To Those Who Did Not Make It Home:
Yeah, I’m talking to you. It’s been close to fifty years since most of you got “wasted” in Viet Nam. I’m not saying that I’d trade places with you, but I have to say for some veterans of that horrific war maybe a quick death would have been better than the lives they tried to put together after getting out.
Many came back and immediately quit. They committed suicide. Many came back and couldn’t fit into the mold of modern America. They had lost hold of something profound and couldn’t figure out how to get it back. Drugs and alcohol helped some but kicked the shit out of others. Others fell victim to Agent Orange and watched their bodies implode. Some of us were fortunate enough to find life-mates that made living a compartmentalized existence possible — we could bury twisted memories most of the time and not let them control our lives. Some of us are here with you on this Memorial Day, 2018.
I try to write at least one poem a year that I will leave at this Wall. So here’s what I wrote this year. I dedicate it to a friend of mine who got wounded in the war, came home and put together a decent life teaching at the local university that I worked at for almost 30 years. He’s a good guy. But he got me to thinking about how we, now over 70 years old, have come to terms with that shattering year we spent in that war that claimed your lives. And left us to survive. In one sense , we never have really come to terms with it. Hence, the idea of trying to figure it out through the use of zen koans — questions that defy “rational” responses….
NAMVET ZEN KOANS
For Jon Oplinger
When does a house stop being a tomb and become a home again?
When does a memory stop riding you and give you hold of the reins?
When does morning birdsong stop piercing to the quick and begin to soothe?
What, for that matter, could possibly be the sound and smell of truth?
When do you get to sing along with the choir?
When do you get to come back in through the wire?
When do you get to leave your nightmares for the night?
What, for that matter, is the need of all this light?
When do the years finally come out of their spin?
When do you start letting your lovers take a win?
When do you stop lying to all our children’s children?
What, for that matter, is the good of letting anyone, anyone in?
II Corps Central Highlands
July, 1969 — August, 1970
In remembrance of these fallen soldiers and their families. We will never forget those whom have lost their lives in service to our land. We pray that those whom come here to remember will find ‘peace and comfort’ in this Memorial Wall.
Bobby Croce died four days after arriving in Vietnam. He was a Marine, part of the first deployment of American combat soldiers in 1965. Apparently a mortar round landed next to his tent, which was pitched in the dunes behind the beach at Danang.

> [TASKS]:
• 1. Decide whether each statement below agrees with the Memorial Day letter, answering yes or no and quoting the deciding words of the letter: (a) The poem is dedicated to a friend who was wounded in the war. (b) The writer tries to write at least two poems each year to leave at the Wall. (c) Bobby Croce died a week after arriving in Vietnam.
• 2. Quote the passage of the Memorial Day letter that begins at the words "What, for that matter, is the need" and stops after the words "anyone, anyone in?".

> [RECORDED INFORMATION]:

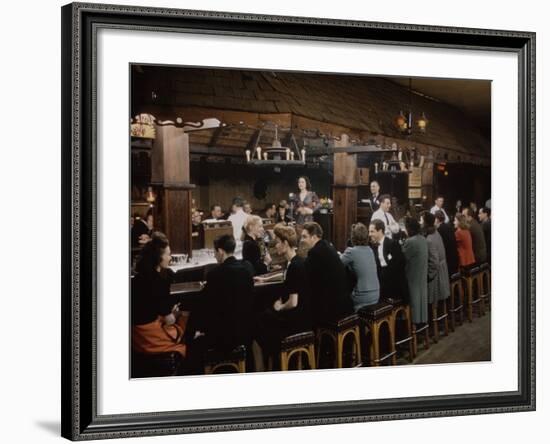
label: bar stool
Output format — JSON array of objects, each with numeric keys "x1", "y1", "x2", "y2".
[
  {"x1": 449, "y1": 272, "x2": 464, "y2": 331},
  {"x1": 204, "y1": 345, "x2": 246, "y2": 375},
  {"x1": 430, "y1": 299, "x2": 449, "y2": 344},
  {"x1": 461, "y1": 265, "x2": 484, "y2": 322},
  {"x1": 357, "y1": 301, "x2": 396, "y2": 366},
  {"x1": 317, "y1": 313, "x2": 362, "y2": 368},
  {"x1": 280, "y1": 331, "x2": 315, "y2": 371},
  {"x1": 412, "y1": 323, "x2": 430, "y2": 356},
  {"x1": 386, "y1": 298, "x2": 416, "y2": 362},
  {"x1": 478, "y1": 263, "x2": 491, "y2": 313}
]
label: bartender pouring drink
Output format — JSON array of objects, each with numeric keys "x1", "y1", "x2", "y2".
[{"x1": 290, "y1": 176, "x2": 321, "y2": 225}]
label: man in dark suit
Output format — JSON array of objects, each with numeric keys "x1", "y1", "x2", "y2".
[
  {"x1": 479, "y1": 207, "x2": 491, "y2": 263},
  {"x1": 369, "y1": 219, "x2": 409, "y2": 301},
  {"x1": 462, "y1": 208, "x2": 487, "y2": 264},
  {"x1": 435, "y1": 211, "x2": 458, "y2": 276},
  {"x1": 369, "y1": 180, "x2": 380, "y2": 213},
  {"x1": 188, "y1": 234, "x2": 254, "y2": 372},
  {"x1": 301, "y1": 222, "x2": 353, "y2": 325}
]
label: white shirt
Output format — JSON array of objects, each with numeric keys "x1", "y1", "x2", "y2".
[
  {"x1": 430, "y1": 205, "x2": 449, "y2": 224},
  {"x1": 378, "y1": 236, "x2": 388, "y2": 267},
  {"x1": 227, "y1": 208, "x2": 248, "y2": 240},
  {"x1": 370, "y1": 208, "x2": 399, "y2": 239}
]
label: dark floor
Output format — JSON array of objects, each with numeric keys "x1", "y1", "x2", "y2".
[{"x1": 398, "y1": 311, "x2": 491, "y2": 364}]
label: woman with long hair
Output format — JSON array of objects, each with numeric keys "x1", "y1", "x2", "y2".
[
  {"x1": 294, "y1": 176, "x2": 321, "y2": 225},
  {"x1": 132, "y1": 232, "x2": 187, "y2": 357},
  {"x1": 241, "y1": 215, "x2": 271, "y2": 276},
  {"x1": 253, "y1": 224, "x2": 312, "y2": 371}
]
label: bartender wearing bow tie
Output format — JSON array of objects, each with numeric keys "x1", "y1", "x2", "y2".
[{"x1": 369, "y1": 180, "x2": 380, "y2": 211}]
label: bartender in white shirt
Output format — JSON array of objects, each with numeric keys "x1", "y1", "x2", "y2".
[
  {"x1": 430, "y1": 196, "x2": 449, "y2": 224},
  {"x1": 227, "y1": 197, "x2": 248, "y2": 239},
  {"x1": 370, "y1": 194, "x2": 399, "y2": 239}
]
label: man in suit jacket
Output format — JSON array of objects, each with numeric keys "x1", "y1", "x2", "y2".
[
  {"x1": 479, "y1": 207, "x2": 491, "y2": 263},
  {"x1": 435, "y1": 211, "x2": 458, "y2": 276},
  {"x1": 369, "y1": 219, "x2": 409, "y2": 301},
  {"x1": 370, "y1": 194, "x2": 399, "y2": 239},
  {"x1": 191, "y1": 234, "x2": 254, "y2": 350},
  {"x1": 462, "y1": 208, "x2": 487, "y2": 264},
  {"x1": 301, "y1": 222, "x2": 353, "y2": 325},
  {"x1": 369, "y1": 180, "x2": 380, "y2": 212}
]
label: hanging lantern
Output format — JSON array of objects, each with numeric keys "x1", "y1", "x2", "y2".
[
  {"x1": 395, "y1": 111, "x2": 407, "y2": 131},
  {"x1": 416, "y1": 113, "x2": 428, "y2": 133}
]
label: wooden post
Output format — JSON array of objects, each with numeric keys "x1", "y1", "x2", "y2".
[
  {"x1": 151, "y1": 125, "x2": 194, "y2": 255},
  {"x1": 332, "y1": 148, "x2": 358, "y2": 251}
]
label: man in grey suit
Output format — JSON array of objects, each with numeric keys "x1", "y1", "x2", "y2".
[
  {"x1": 421, "y1": 213, "x2": 451, "y2": 304},
  {"x1": 403, "y1": 217, "x2": 428, "y2": 324},
  {"x1": 340, "y1": 223, "x2": 380, "y2": 311}
]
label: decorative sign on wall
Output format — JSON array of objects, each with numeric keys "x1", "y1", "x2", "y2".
[
  {"x1": 409, "y1": 188, "x2": 422, "y2": 199},
  {"x1": 409, "y1": 167, "x2": 422, "y2": 187},
  {"x1": 130, "y1": 114, "x2": 156, "y2": 139}
]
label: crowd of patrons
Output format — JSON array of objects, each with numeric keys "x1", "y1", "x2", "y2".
[{"x1": 132, "y1": 189, "x2": 491, "y2": 373}]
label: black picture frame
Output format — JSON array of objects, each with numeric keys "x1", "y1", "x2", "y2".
[{"x1": 61, "y1": 3, "x2": 535, "y2": 440}]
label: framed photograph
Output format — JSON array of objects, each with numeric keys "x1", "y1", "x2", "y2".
[{"x1": 62, "y1": 3, "x2": 535, "y2": 440}]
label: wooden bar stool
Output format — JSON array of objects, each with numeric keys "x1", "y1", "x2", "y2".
[
  {"x1": 461, "y1": 265, "x2": 482, "y2": 322},
  {"x1": 386, "y1": 298, "x2": 416, "y2": 362},
  {"x1": 430, "y1": 299, "x2": 449, "y2": 344},
  {"x1": 280, "y1": 331, "x2": 315, "y2": 371},
  {"x1": 357, "y1": 302, "x2": 397, "y2": 366},
  {"x1": 478, "y1": 263, "x2": 491, "y2": 313},
  {"x1": 449, "y1": 273, "x2": 464, "y2": 331},
  {"x1": 412, "y1": 323, "x2": 430, "y2": 356},
  {"x1": 317, "y1": 313, "x2": 362, "y2": 368},
  {"x1": 204, "y1": 345, "x2": 246, "y2": 375}
]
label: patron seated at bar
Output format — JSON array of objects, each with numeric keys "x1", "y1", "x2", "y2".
[
  {"x1": 254, "y1": 224, "x2": 312, "y2": 371},
  {"x1": 371, "y1": 194, "x2": 399, "y2": 239},
  {"x1": 369, "y1": 180, "x2": 380, "y2": 211},
  {"x1": 227, "y1": 197, "x2": 248, "y2": 239},
  {"x1": 340, "y1": 223, "x2": 380, "y2": 311},
  {"x1": 294, "y1": 176, "x2": 321, "y2": 225},
  {"x1": 403, "y1": 217, "x2": 428, "y2": 325},
  {"x1": 262, "y1": 202, "x2": 277, "y2": 221},
  {"x1": 454, "y1": 214, "x2": 476, "y2": 267},
  {"x1": 479, "y1": 207, "x2": 491, "y2": 263},
  {"x1": 210, "y1": 204, "x2": 223, "y2": 220},
  {"x1": 435, "y1": 211, "x2": 458, "y2": 277},
  {"x1": 185, "y1": 234, "x2": 254, "y2": 372},
  {"x1": 421, "y1": 212, "x2": 451, "y2": 304},
  {"x1": 275, "y1": 200, "x2": 292, "y2": 225},
  {"x1": 462, "y1": 207, "x2": 487, "y2": 264},
  {"x1": 241, "y1": 215, "x2": 271, "y2": 275},
  {"x1": 132, "y1": 232, "x2": 187, "y2": 356},
  {"x1": 430, "y1": 196, "x2": 450, "y2": 224},
  {"x1": 369, "y1": 219, "x2": 409, "y2": 302},
  {"x1": 301, "y1": 222, "x2": 353, "y2": 326}
]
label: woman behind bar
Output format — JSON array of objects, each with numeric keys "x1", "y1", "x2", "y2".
[
  {"x1": 275, "y1": 200, "x2": 292, "y2": 225},
  {"x1": 241, "y1": 215, "x2": 271, "y2": 276},
  {"x1": 454, "y1": 214, "x2": 475, "y2": 267},
  {"x1": 253, "y1": 224, "x2": 312, "y2": 371},
  {"x1": 340, "y1": 223, "x2": 380, "y2": 311},
  {"x1": 294, "y1": 176, "x2": 321, "y2": 225},
  {"x1": 132, "y1": 232, "x2": 187, "y2": 356}
]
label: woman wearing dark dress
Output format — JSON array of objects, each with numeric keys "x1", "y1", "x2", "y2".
[
  {"x1": 275, "y1": 200, "x2": 292, "y2": 225},
  {"x1": 241, "y1": 215, "x2": 271, "y2": 276},
  {"x1": 294, "y1": 176, "x2": 321, "y2": 225},
  {"x1": 252, "y1": 224, "x2": 312, "y2": 371},
  {"x1": 132, "y1": 233, "x2": 187, "y2": 357}
]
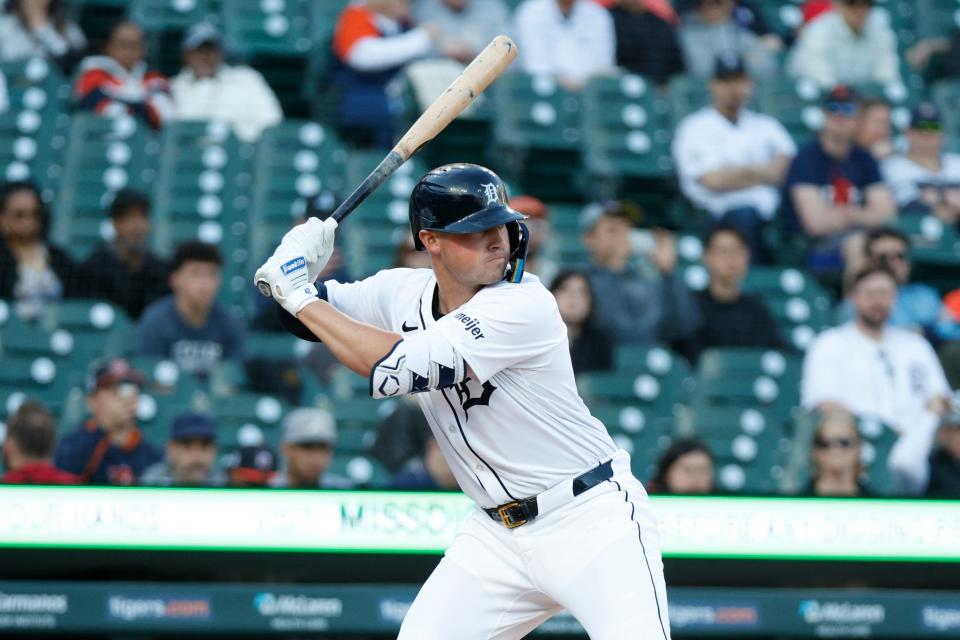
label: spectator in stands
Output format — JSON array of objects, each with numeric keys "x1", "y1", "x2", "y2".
[
  {"x1": 414, "y1": 0, "x2": 510, "y2": 64},
  {"x1": 390, "y1": 425, "x2": 460, "y2": 491},
  {"x1": 550, "y1": 270, "x2": 613, "y2": 373},
  {"x1": 926, "y1": 395, "x2": 960, "y2": 498},
  {"x1": 581, "y1": 202, "x2": 699, "y2": 344},
  {"x1": 73, "y1": 20, "x2": 174, "y2": 129},
  {"x1": 680, "y1": 223, "x2": 790, "y2": 362},
  {"x1": 80, "y1": 189, "x2": 170, "y2": 320},
  {"x1": 807, "y1": 410, "x2": 870, "y2": 498},
  {"x1": 0, "y1": 0, "x2": 87, "y2": 75},
  {"x1": 673, "y1": 53, "x2": 797, "y2": 258},
  {"x1": 843, "y1": 227, "x2": 960, "y2": 343},
  {"x1": 679, "y1": 0, "x2": 777, "y2": 79},
  {"x1": 221, "y1": 444, "x2": 277, "y2": 489},
  {"x1": 140, "y1": 412, "x2": 225, "y2": 487},
  {"x1": 54, "y1": 359, "x2": 163, "y2": 485},
  {"x1": 170, "y1": 22, "x2": 283, "y2": 142},
  {"x1": 882, "y1": 102, "x2": 960, "y2": 224},
  {"x1": 506, "y1": 195, "x2": 560, "y2": 286},
  {"x1": 0, "y1": 400, "x2": 80, "y2": 484},
  {"x1": 647, "y1": 438, "x2": 716, "y2": 494},
  {"x1": 270, "y1": 408, "x2": 352, "y2": 489},
  {"x1": 787, "y1": 0, "x2": 902, "y2": 89},
  {"x1": 610, "y1": 0, "x2": 685, "y2": 86},
  {"x1": 331, "y1": 0, "x2": 440, "y2": 148},
  {"x1": 0, "y1": 181, "x2": 79, "y2": 318},
  {"x1": 137, "y1": 240, "x2": 244, "y2": 376},
  {"x1": 514, "y1": 0, "x2": 616, "y2": 91},
  {"x1": 801, "y1": 265, "x2": 950, "y2": 493},
  {"x1": 785, "y1": 85, "x2": 896, "y2": 277},
  {"x1": 856, "y1": 98, "x2": 896, "y2": 161}
]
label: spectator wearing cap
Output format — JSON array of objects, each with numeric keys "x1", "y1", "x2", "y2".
[
  {"x1": 0, "y1": 400, "x2": 80, "y2": 484},
  {"x1": 221, "y1": 444, "x2": 277, "y2": 488},
  {"x1": 678, "y1": 223, "x2": 790, "y2": 362},
  {"x1": 73, "y1": 20, "x2": 174, "y2": 129},
  {"x1": 510, "y1": 195, "x2": 560, "y2": 286},
  {"x1": 882, "y1": 102, "x2": 960, "y2": 224},
  {"x1": 0, "y1": 181, "x2": 81, "y2": 318},
  {"x1": 137, "y1": 240, "x2": 244, "y2": 376},
  {"x1": 801, "y1": 264, "x2": 950, "y2": 493},
  {"x1": 610, "y1": 0, "x2": 685, "y2": 86},
  {"x1": 414, "y1": 0, "x2": 510, "y2": 64},
  {"x1": 926, "y1": 394, "x2": 960, "y2": 498},
  {"x1": 140, "y1": 412, "x2": 225, "y2": 487},
  {"x1": 679, "y1": 0, "x2": 777, "y2": 80},
  {"x1": 785, "y1": 85, "x2": 897, "y2": 277},
  {"x1": 80, "y1": 189, "x2": 170, "y2": 320},
  {"x1": 270, "y1": 408, "x2": 352, "y2": 489},
  {"x1": 787, "y1": 0, "x2": 902, "y2": 89},
  {"x1": 513, "y1": 0, "x2": 616, "y2": 91},
  {"x1": 170, "y1": 22, "x2": 283, "y2": 142},
  {"x1": 0, "y1": 0, "x2": 87, "y2": 75},
  {"x1": 580, "y1": 202, "x2": 699, "y2": 344},
  {"x1": 673, "y1": 53, "x2": 797, "y2": 258},
  {"x1": 54, "y1": 359, "x2": 163, "y2": 485},
  {"x1": 842, "y1": 227, "x2": 960, "y2": 345},
  {"x1": 330, "y1": 0, "x2": 440, "y2": 149}
]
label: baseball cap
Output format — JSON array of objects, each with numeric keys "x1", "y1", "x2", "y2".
[
  {"x1": 87, "y1": 358, "x2": 146, "y2": 393},
  {"x1": 713, "y1": 51, "x2": 749, "y2": 80},
  {"x1": 823, "y1": 84, "x2": 860, "y2": 116},
  {"x1": 910, "y1": 102, "x2": 943, "y2": 131},
  {"x1": 180, "y1": 22, "x2": 221, "y2": 51},
  {"x1": 282, "y1": 408, "x2": 337, "y2": 445},
  {"x1": 170, "y1": 412, "x2": 217, "y2": 441},
  {"x1": 222, "y1": 444, "x2": 278, "y2": 486}
]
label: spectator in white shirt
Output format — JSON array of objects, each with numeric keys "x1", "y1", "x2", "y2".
[
  {"x1": 171, "y1": 22, "x2": 283, "y2": 142},
  {"x1": 514, "y1": 0, "x2": 616, "y2": 91},
  {"x1": 673, "y1": 53, "x2": 797, "y2": 257},
  {"x1": 787, "y1": 0, "x2": 901, "y2": 89},
  {"x1": 881, "y1": 102, "x2": 960, "y2": 224},
  {"x1": 801, "y1": 265, "x2": 950, "y2": 492}
]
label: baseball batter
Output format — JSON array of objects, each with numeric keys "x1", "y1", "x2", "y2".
[{"x1": 255, "y1": 164, "x2": 670, "y2": 640}]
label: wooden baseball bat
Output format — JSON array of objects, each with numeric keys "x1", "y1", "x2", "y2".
[{"x1": 257, "y1": 35, "x2": 517, "y2": 296}]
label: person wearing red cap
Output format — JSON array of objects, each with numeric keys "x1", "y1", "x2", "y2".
[
  {"x1": 54, "y1": 359, "x2": 163, "y2": 485},
  {"x1": 0, "y1": 401, "x2": 80, "y2": 484}
]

> [TASK-BY-TASK ANSWERS]:
• 1.
(a) Yes: "I dedicate it to a friend of mine who got wounded in the war"
(b) No: "I try to write at least one poem a year that I will leave at this Wall."
(c) No: "Bobby Croce died four days after arriving in Vietnam."

• 2.
What, for that matter, is the need of all this light?
When do the years finally come out of their spin?
When do you start letting your lovers take a win?
When do you stop lying to all our children’s children?
What, for that matter, is the good of letting anyone, anyone in?